* OBJECTIVES
1) How would you put this sentence from the August Mowinckel-Nilsen article into Spanish: "August Mowinckel-Nilsen was born in Bergen, the son of the shipbroker Helen Caspar Nilsen (1856–1920) and Augusta Mowinckel (1863–1947)."
2) Can you output the stretch of the August Mowinckel-Nilsen article between "- Born: May" and "and film actor.", inclusive, word for word?

- Born: May 15, 1883 Bergen, Norway
- Died: November 6, 1957 (aged 74) Oslo, Norway
- Occupation: Actor

= August Mowinckel-Nilsen =

Norwegian actor (1883–1957)

August Mowinckel-Nilsen (also known as Gogo Mowinckel-Nilsen, May 15, 1883 – November 6, 1957) was a Norwegian stage and film actor.

==Family==
August Mowinckel-Nilsen was born in Bergen, the son of the shipbroker Helen Caspar Nilsen (1856–1920) and Augusta Mowinckel (1863–1947).

==Career==
Mowicnkel-Nilsen made his stage debut as a young priest in 1907 in Henrik Ibsen's The Pretenders at the National Theater in Bergen, where he continued to perform. He was also engaged with the New Theater in Oslo and the Trøndelag Theater.

* DATA LINES

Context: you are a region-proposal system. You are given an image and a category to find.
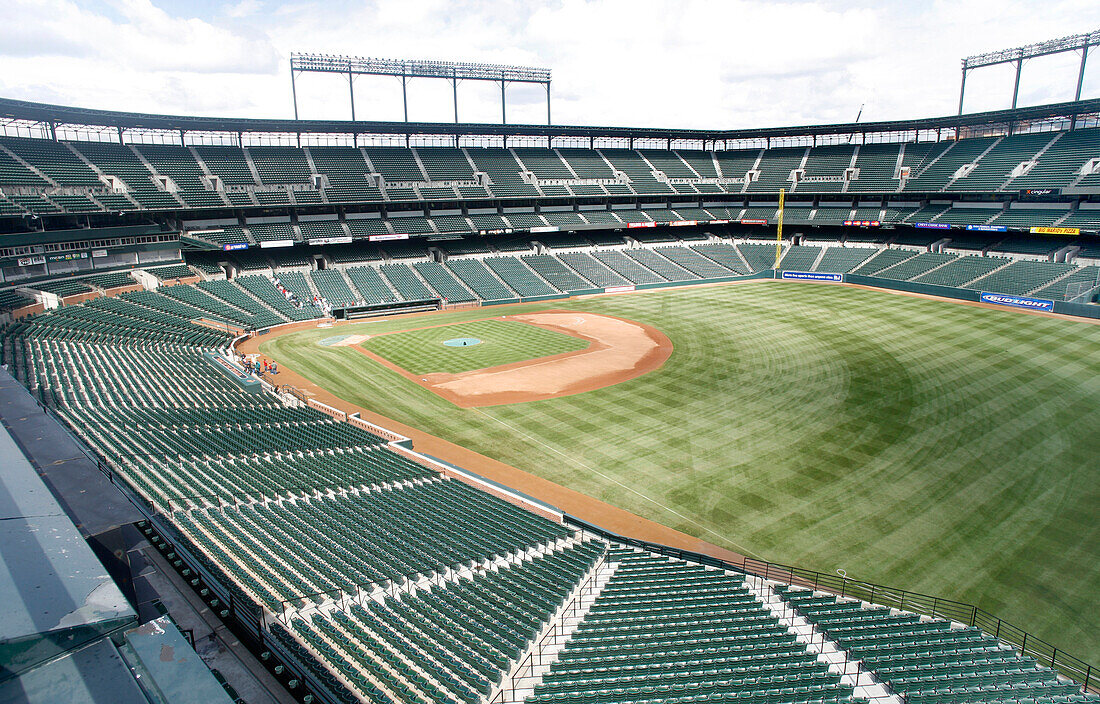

* ANSWERS TO THE PROBLEMS
1) August Mowinckel-Nilsen nació en Bergen, hijo del corredor de buques Helen Caspar Nilsen (1856–1920) y de Augusta Mowinckel (1863–1947).

2)
- Born: May 15, 1883 Bergen, Norway
- Died: November 6, 1957 (aged 74) Oslo, Norway
- Occupation: Actor

= August Mowinckel-Nilsen =

Norwegian actor (1883–1957)

August Mowinckel-Nilsen (also known as Gogo Mowinckel-Nilsen, May 15, 1883 – November 6, 1957) was a Norwegian stage and film actor.